[Source data]
..........

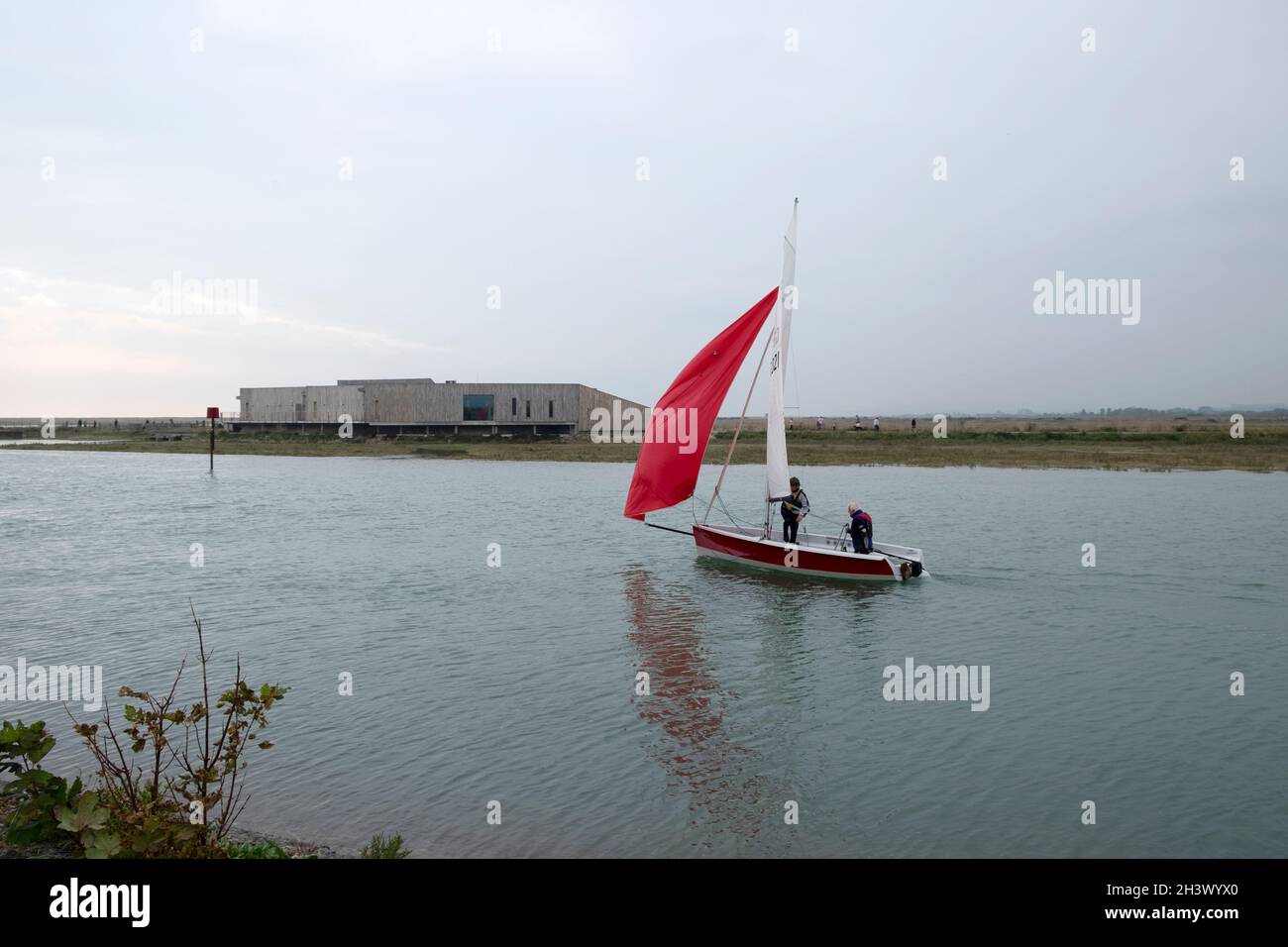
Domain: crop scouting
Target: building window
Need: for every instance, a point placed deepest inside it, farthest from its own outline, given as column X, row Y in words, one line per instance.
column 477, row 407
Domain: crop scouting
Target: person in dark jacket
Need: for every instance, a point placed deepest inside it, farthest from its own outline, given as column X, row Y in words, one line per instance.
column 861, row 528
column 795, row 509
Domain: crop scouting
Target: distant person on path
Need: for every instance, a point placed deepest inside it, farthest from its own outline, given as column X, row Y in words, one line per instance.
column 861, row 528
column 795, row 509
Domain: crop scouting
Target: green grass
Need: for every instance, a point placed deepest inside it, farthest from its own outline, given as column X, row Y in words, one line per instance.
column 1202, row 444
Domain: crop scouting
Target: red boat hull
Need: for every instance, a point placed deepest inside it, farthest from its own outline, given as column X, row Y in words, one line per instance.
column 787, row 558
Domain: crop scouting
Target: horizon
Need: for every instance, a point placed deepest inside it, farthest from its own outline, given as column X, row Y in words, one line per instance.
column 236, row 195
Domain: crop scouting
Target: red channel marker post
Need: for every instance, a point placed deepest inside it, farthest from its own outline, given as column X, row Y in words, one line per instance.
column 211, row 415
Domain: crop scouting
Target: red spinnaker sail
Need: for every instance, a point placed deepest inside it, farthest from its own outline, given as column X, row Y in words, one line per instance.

..........

▸ **TASK TO CARRY OUT**:
Please return, unchanged, everything from the start of the records down through the line containing "column 236, row 195", leaving the pictures out.

▸ **OUTPUT OF THE EXERCISE**:
Domain: crop scouting
Target: building window
Need: for every instance, a point placed deepest inside it, farthest from its own outline, given as column X, row Y in words, one line per instance.
column 477, row 407
Domain: crop scouting
Target: person in dark jacket
Need: for every instance, a point placed deepest inside it, farthest from its own outline, given as column X, row Y in words, one line per instance.
column 861, row 528
column 795, row 509
Domain: crop scouting
Target: distant person on path
Need: for every instance, a point placed deepest inside it, farthest from its own outline, given as column X, row Y in words, one line per instance.
column 861, row 528
column 795, row 509
Domain: crop scouting
Target: green grass
Need: for every instance, a point placed deepest inside it, farthest from its own outline, given as column X, row Y in words, one line per instance.
column 1202, row 444
Domain: crop scouting
Target: red boat hull
Need: for every instance, a point placed deepest inside it, farthest from its own outline, given as column X, row Y in words, one line per instance.
column 787, row 558
Domain: crop scouting
Target: horizon
Need: for every instance, a point placed deepest inside it, farthest from its own outline, given as column X, row Y in words, one line per instance.
column 236, row 195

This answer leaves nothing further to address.